**Task objective**
Beneath this task are records; state how many of their lines hold the word "boat", and nothing else.

**Data items**
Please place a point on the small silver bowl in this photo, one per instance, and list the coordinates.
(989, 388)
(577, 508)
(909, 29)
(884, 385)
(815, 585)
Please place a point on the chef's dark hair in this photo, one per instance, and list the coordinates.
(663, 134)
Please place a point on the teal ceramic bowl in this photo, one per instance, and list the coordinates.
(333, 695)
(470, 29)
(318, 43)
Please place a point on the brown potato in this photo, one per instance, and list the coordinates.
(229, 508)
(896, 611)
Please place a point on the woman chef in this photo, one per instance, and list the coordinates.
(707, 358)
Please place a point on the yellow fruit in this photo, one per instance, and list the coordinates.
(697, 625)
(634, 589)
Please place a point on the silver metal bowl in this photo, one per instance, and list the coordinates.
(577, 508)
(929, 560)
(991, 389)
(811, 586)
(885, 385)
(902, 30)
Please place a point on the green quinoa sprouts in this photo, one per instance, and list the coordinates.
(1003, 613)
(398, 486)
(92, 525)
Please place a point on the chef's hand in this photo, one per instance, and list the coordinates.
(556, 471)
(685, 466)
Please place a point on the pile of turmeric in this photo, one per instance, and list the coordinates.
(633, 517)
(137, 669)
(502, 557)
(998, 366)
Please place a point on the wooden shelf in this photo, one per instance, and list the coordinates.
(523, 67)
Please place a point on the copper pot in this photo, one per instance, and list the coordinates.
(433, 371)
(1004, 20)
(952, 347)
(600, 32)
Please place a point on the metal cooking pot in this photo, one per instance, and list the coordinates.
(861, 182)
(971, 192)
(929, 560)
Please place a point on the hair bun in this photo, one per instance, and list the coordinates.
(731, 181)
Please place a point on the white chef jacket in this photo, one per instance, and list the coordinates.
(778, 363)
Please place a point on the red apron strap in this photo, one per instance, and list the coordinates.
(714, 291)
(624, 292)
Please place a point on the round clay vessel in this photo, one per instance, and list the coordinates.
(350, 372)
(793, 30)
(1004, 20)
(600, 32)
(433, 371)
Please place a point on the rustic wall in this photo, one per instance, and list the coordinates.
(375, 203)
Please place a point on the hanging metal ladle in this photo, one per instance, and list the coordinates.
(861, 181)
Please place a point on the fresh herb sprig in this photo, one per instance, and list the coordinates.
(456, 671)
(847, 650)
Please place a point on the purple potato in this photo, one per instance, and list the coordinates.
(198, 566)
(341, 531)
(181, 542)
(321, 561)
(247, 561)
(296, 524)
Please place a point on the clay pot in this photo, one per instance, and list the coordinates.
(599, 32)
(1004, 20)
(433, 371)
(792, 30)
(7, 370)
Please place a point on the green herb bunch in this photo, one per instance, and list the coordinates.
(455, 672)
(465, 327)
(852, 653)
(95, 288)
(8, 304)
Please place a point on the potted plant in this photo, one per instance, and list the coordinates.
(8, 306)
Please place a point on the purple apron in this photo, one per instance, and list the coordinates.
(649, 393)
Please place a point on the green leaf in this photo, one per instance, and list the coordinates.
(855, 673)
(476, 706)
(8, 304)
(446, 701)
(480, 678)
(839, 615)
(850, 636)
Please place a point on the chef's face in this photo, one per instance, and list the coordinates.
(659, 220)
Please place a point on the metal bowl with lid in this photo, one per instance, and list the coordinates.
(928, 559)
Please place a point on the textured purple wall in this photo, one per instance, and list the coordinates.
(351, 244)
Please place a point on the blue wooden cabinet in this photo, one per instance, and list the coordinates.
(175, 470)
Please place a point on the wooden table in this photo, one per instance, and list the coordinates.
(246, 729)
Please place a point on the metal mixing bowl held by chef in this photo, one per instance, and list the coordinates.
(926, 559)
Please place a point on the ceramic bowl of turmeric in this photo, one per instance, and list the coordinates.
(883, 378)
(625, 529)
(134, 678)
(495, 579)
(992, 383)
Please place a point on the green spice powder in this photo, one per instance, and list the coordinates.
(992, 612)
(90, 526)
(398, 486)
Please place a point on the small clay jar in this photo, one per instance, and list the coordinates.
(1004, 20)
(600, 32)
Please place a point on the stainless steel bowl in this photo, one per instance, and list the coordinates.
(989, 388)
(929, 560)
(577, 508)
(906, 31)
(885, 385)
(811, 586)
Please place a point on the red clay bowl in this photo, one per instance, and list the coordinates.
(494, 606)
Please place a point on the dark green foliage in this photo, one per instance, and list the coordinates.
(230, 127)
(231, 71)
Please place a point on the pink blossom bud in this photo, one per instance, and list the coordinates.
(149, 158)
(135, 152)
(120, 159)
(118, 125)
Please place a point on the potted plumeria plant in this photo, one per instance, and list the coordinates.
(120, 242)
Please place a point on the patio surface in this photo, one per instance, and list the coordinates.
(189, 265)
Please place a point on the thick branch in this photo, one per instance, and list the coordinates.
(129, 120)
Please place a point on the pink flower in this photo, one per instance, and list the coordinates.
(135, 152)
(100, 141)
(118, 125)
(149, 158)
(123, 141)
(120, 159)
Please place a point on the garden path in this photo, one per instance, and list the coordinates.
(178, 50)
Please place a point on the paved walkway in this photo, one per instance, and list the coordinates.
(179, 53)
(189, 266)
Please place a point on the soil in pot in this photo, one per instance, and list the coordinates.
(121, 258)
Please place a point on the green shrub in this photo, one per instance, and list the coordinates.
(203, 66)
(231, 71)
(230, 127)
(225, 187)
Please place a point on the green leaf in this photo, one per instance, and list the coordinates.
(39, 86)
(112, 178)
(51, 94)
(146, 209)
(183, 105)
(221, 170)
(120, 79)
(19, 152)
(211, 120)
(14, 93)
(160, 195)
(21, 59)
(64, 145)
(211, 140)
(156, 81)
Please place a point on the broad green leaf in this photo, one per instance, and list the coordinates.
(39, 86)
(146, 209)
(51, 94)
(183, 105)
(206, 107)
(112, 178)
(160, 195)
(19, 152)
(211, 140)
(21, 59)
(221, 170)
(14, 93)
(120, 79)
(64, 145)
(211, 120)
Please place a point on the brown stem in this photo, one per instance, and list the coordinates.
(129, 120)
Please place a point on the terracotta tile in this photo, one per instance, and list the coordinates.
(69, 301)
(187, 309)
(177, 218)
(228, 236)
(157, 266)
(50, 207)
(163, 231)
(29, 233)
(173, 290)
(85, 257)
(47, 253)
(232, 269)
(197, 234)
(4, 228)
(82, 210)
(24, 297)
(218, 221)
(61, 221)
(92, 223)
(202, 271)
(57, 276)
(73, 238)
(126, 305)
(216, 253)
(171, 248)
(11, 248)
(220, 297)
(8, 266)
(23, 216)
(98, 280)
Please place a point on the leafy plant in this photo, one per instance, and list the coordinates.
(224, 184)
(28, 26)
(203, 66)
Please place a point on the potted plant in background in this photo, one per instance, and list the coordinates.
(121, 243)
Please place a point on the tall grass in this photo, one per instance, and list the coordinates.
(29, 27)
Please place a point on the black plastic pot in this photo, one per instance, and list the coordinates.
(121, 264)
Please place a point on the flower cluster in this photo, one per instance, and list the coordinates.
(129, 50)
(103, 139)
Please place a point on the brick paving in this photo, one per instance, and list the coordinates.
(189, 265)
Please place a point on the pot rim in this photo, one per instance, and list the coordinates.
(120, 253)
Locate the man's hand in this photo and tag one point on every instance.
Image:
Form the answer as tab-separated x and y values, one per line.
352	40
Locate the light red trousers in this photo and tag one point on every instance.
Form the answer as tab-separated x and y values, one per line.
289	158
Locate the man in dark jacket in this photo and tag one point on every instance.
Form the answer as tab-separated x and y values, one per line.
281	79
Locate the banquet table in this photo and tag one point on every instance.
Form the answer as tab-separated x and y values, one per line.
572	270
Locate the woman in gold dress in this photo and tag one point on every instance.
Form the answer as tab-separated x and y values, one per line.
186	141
* * *
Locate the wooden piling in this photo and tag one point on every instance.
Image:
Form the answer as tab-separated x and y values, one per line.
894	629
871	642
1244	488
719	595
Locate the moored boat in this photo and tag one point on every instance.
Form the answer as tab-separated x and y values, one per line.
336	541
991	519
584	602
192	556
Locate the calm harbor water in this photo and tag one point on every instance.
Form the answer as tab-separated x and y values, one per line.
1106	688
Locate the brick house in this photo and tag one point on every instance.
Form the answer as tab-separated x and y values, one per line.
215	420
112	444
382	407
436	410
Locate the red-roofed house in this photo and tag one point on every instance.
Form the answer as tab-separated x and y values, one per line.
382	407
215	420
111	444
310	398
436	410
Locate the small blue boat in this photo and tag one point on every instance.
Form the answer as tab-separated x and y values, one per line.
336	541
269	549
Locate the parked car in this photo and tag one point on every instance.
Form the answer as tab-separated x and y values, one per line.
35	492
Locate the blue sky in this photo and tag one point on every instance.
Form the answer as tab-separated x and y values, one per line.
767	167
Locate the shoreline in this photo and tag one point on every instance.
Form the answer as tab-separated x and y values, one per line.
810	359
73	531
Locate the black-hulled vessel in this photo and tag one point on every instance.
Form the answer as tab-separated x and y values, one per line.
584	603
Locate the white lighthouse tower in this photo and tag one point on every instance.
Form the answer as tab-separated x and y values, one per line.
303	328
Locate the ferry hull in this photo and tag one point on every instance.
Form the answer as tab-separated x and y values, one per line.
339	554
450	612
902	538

**Result**
2